# [FAÇA ISTO]
Modifique o trecho do texto sobre a Sérvia entre "Jardineiro, minha outra" e "capital federal, Belgrado.", inclusive, trocando "habitantes" por "moradores", e apresente o resultado.

# [TRECHO DO TEXTO]
= = = = = = =

Jardineiro, minha outra função na casa. |
A Sérvia tem aproximadamente 7
milhões de habitantes, dos quais 1,5 milhão estão na capital federal, Belgrado.
A moeda é o dinar. Na época da minha visita, em junho de 2014, R$1 = EUR3,30 e
1EUR = 115RSD. Então, pra pensar o quanto eu gastava, eu dividia o preço por
100 e multiplicava por três. Era mais fácil do que dividir por 34. Por exemplo,
uma plieskavitza com uma porção de
batata fritas e uma lata de Coca custavam 300RSD. Então, eu estava gastando
R$9,00 por aquela refeição. Plieskavitza
é um sanduíche preparado à moda turca. Bom, mas mais gostosos são o burek, a
pita de espinafre e a baklava de nozes. [Aqui no Brasil mesmo são coisas fáceis
de se encontrar em restaurante árabe. Descobri depois que morei em São Paulo]
Só digo que os três são de massa folhada, como quase tudo lá. Eu quase sempre
comia em padaria (pekara em sérvio; leia-se “pêcara”) e já entrava pedindo a
baklava orah (de nozes).
Pastor da vila |
Farkarždin
Igreja católica |
No dia seguinte, pela manhã, fui
de ônibus para a pequena vila de Farkarždin (leia-se “farcárchidin”, com R tipo
em “caro” e D como em “dado”) , aprender quais seriam as minhas obrigações lá.

= = = = = = =

Registros do conjunto de dados:
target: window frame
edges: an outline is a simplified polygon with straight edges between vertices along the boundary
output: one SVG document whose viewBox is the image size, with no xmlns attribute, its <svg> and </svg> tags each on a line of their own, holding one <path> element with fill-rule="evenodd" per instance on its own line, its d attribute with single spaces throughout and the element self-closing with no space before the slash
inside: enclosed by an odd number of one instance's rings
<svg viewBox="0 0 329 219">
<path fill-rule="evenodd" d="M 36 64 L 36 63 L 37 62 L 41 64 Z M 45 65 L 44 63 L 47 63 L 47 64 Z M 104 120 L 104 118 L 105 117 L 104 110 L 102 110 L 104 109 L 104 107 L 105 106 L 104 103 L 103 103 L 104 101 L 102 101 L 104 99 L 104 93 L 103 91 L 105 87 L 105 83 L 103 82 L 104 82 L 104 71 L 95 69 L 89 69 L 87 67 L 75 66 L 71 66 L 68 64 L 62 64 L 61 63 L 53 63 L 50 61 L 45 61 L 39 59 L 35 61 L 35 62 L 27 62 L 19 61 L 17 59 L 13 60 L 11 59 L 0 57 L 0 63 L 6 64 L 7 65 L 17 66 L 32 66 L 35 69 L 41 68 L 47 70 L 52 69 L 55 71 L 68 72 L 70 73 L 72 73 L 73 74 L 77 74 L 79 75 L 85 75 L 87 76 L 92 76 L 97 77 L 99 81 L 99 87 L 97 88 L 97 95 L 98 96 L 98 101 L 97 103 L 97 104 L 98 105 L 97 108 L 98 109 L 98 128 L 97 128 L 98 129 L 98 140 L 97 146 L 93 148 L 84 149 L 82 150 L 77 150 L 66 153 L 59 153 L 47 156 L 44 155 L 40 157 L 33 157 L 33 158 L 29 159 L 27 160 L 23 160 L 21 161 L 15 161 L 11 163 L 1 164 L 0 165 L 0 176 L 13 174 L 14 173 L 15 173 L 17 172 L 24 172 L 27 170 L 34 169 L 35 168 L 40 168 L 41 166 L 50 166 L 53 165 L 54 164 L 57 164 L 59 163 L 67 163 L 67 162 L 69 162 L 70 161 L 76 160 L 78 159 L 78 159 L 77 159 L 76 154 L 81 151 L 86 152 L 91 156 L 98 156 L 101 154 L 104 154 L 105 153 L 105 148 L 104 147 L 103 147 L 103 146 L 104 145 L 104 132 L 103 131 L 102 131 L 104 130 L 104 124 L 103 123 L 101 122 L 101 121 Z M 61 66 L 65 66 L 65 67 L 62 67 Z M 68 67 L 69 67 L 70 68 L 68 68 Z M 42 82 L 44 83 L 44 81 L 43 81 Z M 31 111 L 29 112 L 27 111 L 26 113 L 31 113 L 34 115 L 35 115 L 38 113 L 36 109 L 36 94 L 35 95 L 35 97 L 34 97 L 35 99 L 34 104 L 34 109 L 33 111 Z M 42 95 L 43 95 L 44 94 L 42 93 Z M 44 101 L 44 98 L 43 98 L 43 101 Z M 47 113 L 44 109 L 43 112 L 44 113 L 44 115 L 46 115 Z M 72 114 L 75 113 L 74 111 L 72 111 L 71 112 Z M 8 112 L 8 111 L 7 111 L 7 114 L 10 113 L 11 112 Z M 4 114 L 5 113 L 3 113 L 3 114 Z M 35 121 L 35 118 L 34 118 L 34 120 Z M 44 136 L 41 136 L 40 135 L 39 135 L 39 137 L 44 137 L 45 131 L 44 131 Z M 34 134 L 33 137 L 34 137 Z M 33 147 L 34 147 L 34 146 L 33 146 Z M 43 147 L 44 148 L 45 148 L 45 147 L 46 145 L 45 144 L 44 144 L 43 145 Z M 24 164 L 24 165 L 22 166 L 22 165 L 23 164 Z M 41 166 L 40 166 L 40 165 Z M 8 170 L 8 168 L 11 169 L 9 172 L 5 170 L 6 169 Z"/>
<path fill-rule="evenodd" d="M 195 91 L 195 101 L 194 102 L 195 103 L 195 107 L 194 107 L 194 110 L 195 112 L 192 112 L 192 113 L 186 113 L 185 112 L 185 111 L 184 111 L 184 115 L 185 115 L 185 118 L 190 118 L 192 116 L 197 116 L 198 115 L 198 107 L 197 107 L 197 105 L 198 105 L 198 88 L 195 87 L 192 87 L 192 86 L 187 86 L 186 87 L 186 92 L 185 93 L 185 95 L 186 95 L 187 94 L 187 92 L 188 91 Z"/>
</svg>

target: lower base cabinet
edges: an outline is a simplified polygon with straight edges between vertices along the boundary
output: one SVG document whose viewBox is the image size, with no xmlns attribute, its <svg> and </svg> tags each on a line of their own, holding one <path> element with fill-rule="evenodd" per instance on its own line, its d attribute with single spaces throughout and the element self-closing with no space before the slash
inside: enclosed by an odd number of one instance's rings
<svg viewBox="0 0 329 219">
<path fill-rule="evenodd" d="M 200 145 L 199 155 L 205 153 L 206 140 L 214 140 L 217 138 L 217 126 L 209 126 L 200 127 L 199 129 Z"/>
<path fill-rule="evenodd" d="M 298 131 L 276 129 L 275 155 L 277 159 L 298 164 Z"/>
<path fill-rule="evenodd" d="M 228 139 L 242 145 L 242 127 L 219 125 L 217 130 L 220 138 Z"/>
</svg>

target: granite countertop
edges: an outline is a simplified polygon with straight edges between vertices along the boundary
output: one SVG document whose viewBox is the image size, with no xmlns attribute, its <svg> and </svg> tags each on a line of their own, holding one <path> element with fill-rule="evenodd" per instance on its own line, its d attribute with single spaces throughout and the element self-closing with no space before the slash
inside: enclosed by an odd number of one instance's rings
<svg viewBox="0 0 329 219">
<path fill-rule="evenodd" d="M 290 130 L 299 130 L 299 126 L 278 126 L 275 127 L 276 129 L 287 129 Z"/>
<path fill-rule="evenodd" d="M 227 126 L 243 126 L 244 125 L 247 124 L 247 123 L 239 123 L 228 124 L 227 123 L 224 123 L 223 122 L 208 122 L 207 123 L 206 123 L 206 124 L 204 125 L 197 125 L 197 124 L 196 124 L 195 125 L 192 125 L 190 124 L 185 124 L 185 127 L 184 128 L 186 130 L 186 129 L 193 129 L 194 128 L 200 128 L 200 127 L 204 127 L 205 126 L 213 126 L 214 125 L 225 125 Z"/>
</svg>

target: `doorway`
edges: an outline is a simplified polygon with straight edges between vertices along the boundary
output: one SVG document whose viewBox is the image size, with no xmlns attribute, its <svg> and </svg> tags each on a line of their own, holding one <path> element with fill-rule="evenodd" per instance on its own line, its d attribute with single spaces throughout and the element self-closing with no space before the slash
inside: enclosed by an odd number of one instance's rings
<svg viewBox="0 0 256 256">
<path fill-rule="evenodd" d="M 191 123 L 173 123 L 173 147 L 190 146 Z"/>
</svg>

= = = = = = =

# [RESPOSTA AO EXERCÍCIO]
Jardineiro, minha outra função na casa. |
A Sérvia tem aproximadamente 7
milhões de moradores, dos quais 1,5 milhão estão na capital federal, Belgrado.